Exercise goal:
The line containing "negative clicks: (294, 389)" marks the end: copy exactly every line from the start of the records below up to and including it, leaving out pictures.
- Opening Delimiter -
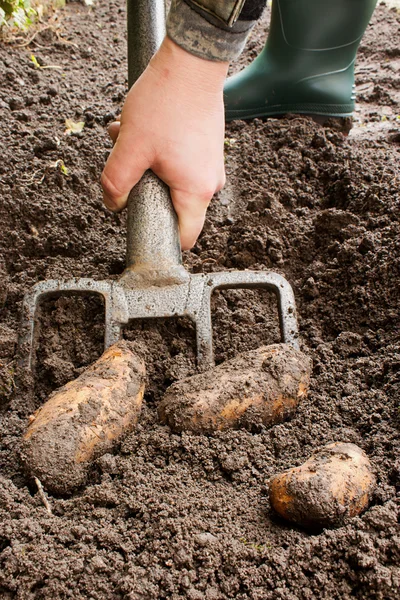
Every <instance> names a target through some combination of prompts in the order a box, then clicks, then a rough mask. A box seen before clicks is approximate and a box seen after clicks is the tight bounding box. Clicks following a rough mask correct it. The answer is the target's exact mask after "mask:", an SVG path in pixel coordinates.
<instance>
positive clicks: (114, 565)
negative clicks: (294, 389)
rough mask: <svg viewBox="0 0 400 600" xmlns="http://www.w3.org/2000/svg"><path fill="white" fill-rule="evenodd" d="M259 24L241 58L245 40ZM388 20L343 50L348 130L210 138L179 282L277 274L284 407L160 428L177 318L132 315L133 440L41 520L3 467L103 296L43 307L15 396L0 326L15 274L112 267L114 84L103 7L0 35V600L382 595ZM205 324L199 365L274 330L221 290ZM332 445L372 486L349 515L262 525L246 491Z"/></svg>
mask: <svg viewBox="0 0 400 600" xmlns="http://www.w3.org/2000/svg"><path fill="white" fill-rule="evenodd" d="M267 17H268V15H266V17H265V19H264V20H263V22H262V23H260V25H259V26H258V29H257V31H256V32H255V34H254V35H253V36H252V39H251V41H250V44H249V48H248V51H247V53H246V54H245V55H244V56H243V57H242V59H241V63H240V64H243V63H245V62H247V61H249V60H250V59H251V58H252V57H254V56H255V54H256V53H257V52H258V51H259V49H260V48H261V45H262V40H263V37H264V36H265V27H266V23H267ZM399 26H400V16H399V14H398V12H397V11H396V10H395V9H390V10H389V9H388V8H387V7H385V6H380V7H378V9H377V10H376V13H375V15H374V17H373V21H372V25H371V26H370V27H369V28H368V31H367V34H366V36H365V38H364V39H363V42H362V46H361V49H360V53H359V58H358V63H357V87H358V91H359V100H360V103H359V105H358V109H357V113H356V127H355V128H354V129H353V130H352V132H351V134H350V136H349V137H347V138H346V137H345V136H344V135H343V134H342V133H341V131H340V130H339V129H338V128H337V127H336V125H335V123H332V124H331V126H325V127H322V126H321V125H317V124H316V123H314V122H313V121H311V120H310V119H308V118H305V117H298V116H288V117H286V118H285V119H282V120H275V119H271V120H268V121H265V122H264V121H262V120H256V121H254V122H251V123H243V122H237V123H232V124H230V125H229V126H228V128H227V142H226V164H227V171H228V184H227V186H226V188H225V190H224V191H223V192H222V193H221V194H220V195H219V196H218V197H217V198H216V199H215V201H214V202H213V204H212V207H211V209H210V211H209V215H208V220H207V224H206V227H205V229H204V232H203V234H202V236H201V238H200V240H199V242H198V244H197V245H196V247H195V248H194V249H193V250H192V251H191V252H187V253H185V256H184V260H185V263H186V265H187V267H188V268H189V269H190V270H192V271H194V272H201V271H216V270H225V269H230V268H236V269H245V268H252V269H273V270H275V271H278V272H279V273H281V274H283V275H285V277H286V278H287V279H288V280H289V281H290V282H291V284H292V285H293V287H294V291H295V295H296V300H297V307H298V313H299V321H300V329H301V336H302V345H303V348H304V349H305V350H306V351H307V352H308V353H310V355H311V356H312V359H313V361H314V373H313V379H312V383H311V391H310V394H309V396H308V398H307V399H306V400H304V401H303V402H302V404H301V406H300V407H299V409H298V411H297V414H296V416H295V418H293V419H292V420H291V421H290V422H286V423H283V424H280V425H278V426H276V427H273V428H272V429H263V428H261V429H258V430H256V431H252V432H249V431H233V432H232V431H231V432H224V433H220V434H216V435H214V436H204V435H203V436H201V435H199V436H196V435H192V434H185V433H183V434H181V435H176V434H172V433H171V432H170V430H169V429H168V427H165V426H161V425H160V424H159V423H158V421H157V413H156V407H157V404H158V402H159V399H160V397H161V395H162V393H163V391H164V390H165V389H166V387H167V386H168V385H169V384H171V383H172V382H174V381H176V380H179V379H181V378H183V377H185V376H187V375H189V374H192V373H194V372H195V371H196V367H195V342H194V330H193V327H192V325H191V323H188V322H187V321H185V320H178V321H173V320H165V321H163V322H157V323H145V322H141V323H134V324H133V325H132V326H131V327H130V328H129V330H128V331H127V332H126V337H127V338H128V339H131V340H135V341H136V342H137V344H136V345H137V348H138V351H140V352H141V354H142V356H143V357H144V359H145V360H146V364H147V370H148V377H149V383H148V388H147V389H148V391H147V394H146V406H145V409H144V411H143V413H142V416H141V419H140V423H139V426H138V429H137V431H136V432H134V433H132V434H130V435H129V436H127V437H126V438H125V439H124V440H123V442H122V444H121V446H120V448H118V449H116V451H115V453H114V454H107V455H105V456H103V457H102V458H100V459H98V461H97V462H96V464H95V465H94V467H93V472H92V474H91V482H90V485H89V486H88V487H86V488H85V489H82V490H80V491H79V492H78V493H76V494H74V495H73V496H70V497H49V502H50V505H51V510H52V514H49V513H48V512H47V510H46V507H45V506H44V505H43V502H42V499H41V496H40V493H38V489H37V487H36V485H35V484H34V482H32V481H30V480H28V479H27V478H26V477H25V476H24V474H23V472H22V471H21V467H20V462H19V458H18V449H19V445H20V438H21V434H22V432H23V431H24V429H25V427H26V423H27V417H28V415H29V414H30V413H31V412H32V411H33V410H34V409H35V408H37V407H38V406H40V404H41V403H42V402H43V401H44V399H45V398H46V397H47V395H48V394H49V393H50V392H51V391H52V390H54V389H56V388H57V387H59V386H61V385H63V384H64V383H66V382H67V381H68V380H70V379H71V378H73V377H75V376H77V375H78V374H79V373H80V372H81V371H82V369H84V368H85V366H86V365H88V364H90V363H92V362H93V361H94V360H95V359H96V358H97V357H98V356H99V355H100V354H101V352H102V336H103V307H102V305H101V303H99V302H98V301H97V300H96V299H92V298H82V297H79V298H75V297H68V298H67V297H63V298H60V299H58V300H52V301H51V302H48V303H46V305H45V306H44V307H43V310H42V329H41V332H42V333H41V337H40V340H39V342H40V343H39V350H38V353H37V371H36V373H37V377H36V384H35V394H32V393H29V392H28V391H25V392H24V391H23V389H24V388H23V386H22V385H21V386H17V387H16V383H17V384H18V379H17V378H16V369H17V364H16V355H15V349H16V333H17V330H18V321H19V318H20V310H21V300H22V297H23V295H24V294H25V293H26V292H27V291H28V290H29V289H30V287H31V286H32V285H33V284H34V283H35V282H37V281H39V280H43V279H48V278H60V277H63V278H70V277H72V276H77V277H79V276H85V277H93V278H95V279H102V278H107V277H109V276H110V275H111V276H113V277H115V276H117V275H118V274H119V273H121V272H122V270H123V267H124V254H125V251H124V246H125V231H126V229H125V215H124V214H121V215H112V214H110V213H109V212H108V211H107V210H106V209H105V208H104V207H103V205H102V202H101V191H100V185H99V178H100V174H101V171H102V167H103V164H104V160H105V158H106V155H107V153H108V151H109V149H110V146H111V145H110V142H109V141H108V139H107V135H106V129H105V128H106V125H107V123H108V122H110V121H111V120H112V119H113V118H114V116H115V115H116V114H117V113H118V112H119V111H120V108H121V104H122V101H123V98H124V94H125V92H126V85H127V81H126V60H125V56H126V42H125V34H124V31H125V7H124V3H123V2H122V0H111V1H107V2H106V0H99V1H98V2H96V5H95V7H94V8H90V7H84V6H82V5H80V4H70V5H68V7H67V9H66V10H65V11H62V12H60V13H59V17H58V22H57V21H55V22H54V24H53V26H52V28H50V29H45V30H43V32H42V33H40V34H38V35H37V36H36V37H35V38H34V40H33V41H32V42H31V44H30V45H28V46H25V47H16V46H15V45H14V46H10V45H1V46H0V59H1V60H0V74H1V77H0V107H1V110H2V114H3V119H2V120H1V122H0V148H1V161H0V220H1V236H0V248H1V251H0V320H1V325H0V474H1V484H0V596H1V597H2V598H4V599H11V598H15V599H23V600H25V599H33V598H35V599H46V600H47V599H49V598H52V599H63V598H89V599H91V600H104V599H107V600H114V599H115V600H117V599H122V598H123V599H126V600H128V599H129V600H138V599H154V600H157V599H160V598H171V599H172V598H173V599H178V598H189V599H190V600H200V599H203V598H204V599H206V600H219V599H221V600H224V599H227V598H236V599H239V600H244V599H248V598H249V599H253V600H256V599H258V600H265V599H269V598H270V599H272V598H273V599H274V600H275V599H278V598H281V599H284V600H297V599H304V600H306V599H307V600H309V599H313V598H318V599H319V598H326V599H329V600H334V599H346V598H359V599H363V600H365V599H366V598H380V599H391V598H393V599H394V598H398V594H399V578H400V570H399V558H400V548H399V537H398V498H399V496H398V494H399V484H400V462H399V459H398V450H399V436H398V426H399V420H400V413H399V402H398V400H399V380H400V375H399V373H400V371H399V366H400V344H399V342H400V332H399V308H400V307H399V289H398V280H399V275H400V242H399V216H400V211H399V209H400V206H399V204H400V195H399V182H400V168H399V164H400V162H399V158H400V156H399V154H400V152H399V149H400V146H399V140H400V132H399V128H398V127H399V121H398V119H397V120H396V116H397V115H398V114H399V97H400V92H399V90H400V87H399V72H400V49H399V45H398V40H399V36H398V34H399ZM32 53H33V54H34V55H35V57H36V59H37V61H38V62H39V64H40V65H42V66H46V67H48V68H47V69H41V68H37V67H35V65H34V64H33V62H32V60H31V58H30V57H31V54H32ZM240 64H239V65H236V67H239V66H240ZM55 67H58V68H55ZM66 118H70V119H73V120H74V121H84V122H85V127H84V129H83V131H82V132H81V133H79V134H77V135H70V136H66V135H64V131H65V125H64V121H65V119H66ZM213 319H214V342H215V350H216V358H217V361H218V362H221V361H223V360H225V359H227V358H231V357H232V356H234V355H235V354H237V353H238V352H240V351H242V350H248V349H252V348H256V347H258V346H260V345H261V344H268V343H274V342H277V341H279V327H278V321H277V315H276V308H275V303H274V302H273V300H272V299H271V298H270V297H269V295H268V294H265V293H261V292H257V291H248V290H246V291H243V290H228V291H224V292H220V293H219V294H217V295H215V297H214V298H213ZM333 441H343V442H351V443H355V444H358V445H359V446H361V448H363V450H364V451H365V452H366V453H367V455H368V456H369V458H370V460H371V461H372V464H373V467H374V470H375V473H376V476H377V480H378V486H377V488H376V491H375V494H374V497H373V501H372V505H371V506H370V508H369V509H368V510H367V511H366V512H365V513H364V514H363V515H362V516H361V517H357V518H354V519H352V520H350V521H349V523H348V524H347V525H345V526H343V527H340V528H338V529H336V530H324V531H323V532H322V533H320V534H319V535H310V534H308V533H306V532H304V531H302V530H301V529H298V528H296V527H295V526H291V525H288V524H286V523H284V522H283V521H281V520H280V519H279V518H278V517H277V516H275V514H274V513H273V511H272V509H271V507H270V505H269V501H268V495H267V482H268V479H269V478H270V477H271V476H272V475H273V474H275V473H277V472H279V471H281V470H283V469H286V468H289V467H292V466H296V465H299V464H301V463H302V462H303V461H304V460H305V459H306V458H307V457H308V456H309V455H310V454H311V453H312V451H314V450H315V449H317V448H319V447H321V446H324V445H326V444H327V443H329V442H333Z"/></svg>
- Closing Delimiter -
Task response:
Every <instance> names a target through some combination of prompts in the order a box, then clicks, then a rough mask. A box seen before clicks is approximate and a box seen after clicks is the tight bounding box. Clicks following a rough mask correct it. The answer is the target's exact mask after "mask:", an SVG path in pixel coordinates.
<instance>
positive clicks: (114, 565)
negative clicks: (294, 389)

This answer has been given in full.